(Document segment Opens)

And a simple code fix. LGTM.

Thanks!
-Stolee
Junio C Hamano Sept. 12, 2019, 4:52 p.m. UTC | #3
Jeff King <peff@peff.net> writes:

>> I was surprised we ever called repo_get_commit_tree() at all, since
>> we're literally just traversing commits here. It looks like
>> list-objects.c is very happy to queue pending trees for each commit,
>> even if we're just going to throw them away when we get to
>> process_tree()! I wonder if could be checking revs->tree_objects here
>> and saving ourselves some work.
>
> Indeed, this seems to help quite a bit in the commit-graph case. I think
> it's worth doing (and is independent of the other patch).

Yeah, I agree this is very much worth doing and is orthogonal to the
other one.

Thanks for spotting it.  I wonder if it was broken like this forever
since the beginning X-<.

>
> -- >8 --
> Subject: list-objects: don't queue root trees unless revs->tree_objects is set
>
> When traverse_commit_list() processes each commit, it queues the
> commit's root tree in the pending array. Then, after all commits are
> processed, it calls traverse_trees_and_blobs() to walk over the pending
> list, calling process_tree() on each. But if revs->tree_objects is not
> set, process_tree() just exists immediately!

(Document segment Closes)
(Data section Opens)

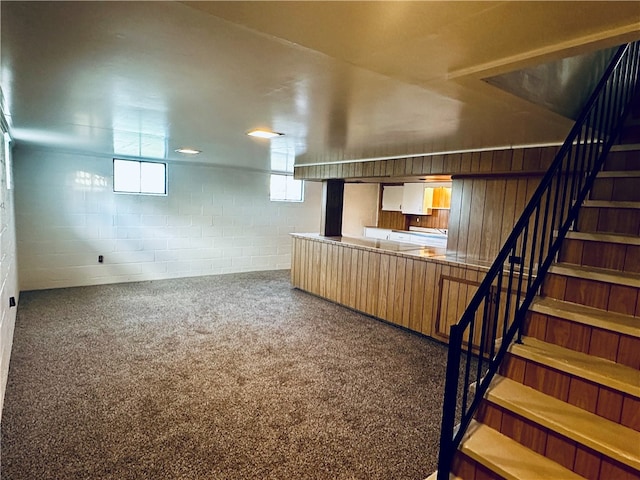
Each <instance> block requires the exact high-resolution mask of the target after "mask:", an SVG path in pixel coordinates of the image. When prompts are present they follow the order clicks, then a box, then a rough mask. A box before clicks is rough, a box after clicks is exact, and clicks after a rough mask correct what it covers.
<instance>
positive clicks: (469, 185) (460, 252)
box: [449, 179, 473, 255]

(Data section Closes)

= Problem 1 =
From the patch discussion, reproduce the passage that begins at the words "And a simple" and stops after the words "ourselves some work.".
= Problem 2 =
Answer these questions using the patch discussion:
(a) Whose message does Junio C Hamano quote in his reply?
(b) What does traverse_commit_list() queue in the pending array for each commit?
(c) Which function is called after all commits are processed to walk over the pending list?
= Problem 3 =
Continue the patch discussion about list-objects from the point where it stops.

= Task result 1 =
And a simple code fix. LGTM.

Thanks!
-Stolee
Junio C Hamano Sept. 12, 2019, 4:52 p.m. UTC | #3
Jeff King <peff@peff.net> writes:

>> I was surprised we ever called repo_get_commit_tree() at all, since
>> we're literally just traversing commits here. It looks like
>> list-objects.c is very happy to queue pending trees for each commit,
>> even if we're just going to throw them away when we get to
>> process_tree()! I wonder if could be checking revs->tree_objects here
>> and saving ourselves some work.

= Task result 2 =
(a) Jeff King's (peff@peff.net)
(b) The commit's root tree
(c) traverse_trees_and_blobs()

= Task result 3 =
>
> We can save ourselves some work by not even bothering to queue these
> trees in the first place. There are a few subtle points to make:
>
>   - we also detect commits with a NULL tree pointer here. But this isn't
>     an interesting check for broken commits, since the lookup_tree()
>     we'd have done during commit parsing doesn't actually check that we
>     have the tree on disk. So we're not losing any robustness.
>
>   - besides queueing, we also set the NOT_USER_GIVEN flag on the tree
>     object. This is used by the traverse_commit_list_filtered() variant.
>     But if we're not exploring trees, then we won't actually care about
>     this flag, which is used only inside process_tree() code-paths.
>
>   - queueing trees eventually leads to us queueing blobs, too. But we
>     don't need to check revs->blob_objects here. Even in the current
>     code, we still wouldn't find those blobs, because we'd never open up
>     the tree objects to list their contents.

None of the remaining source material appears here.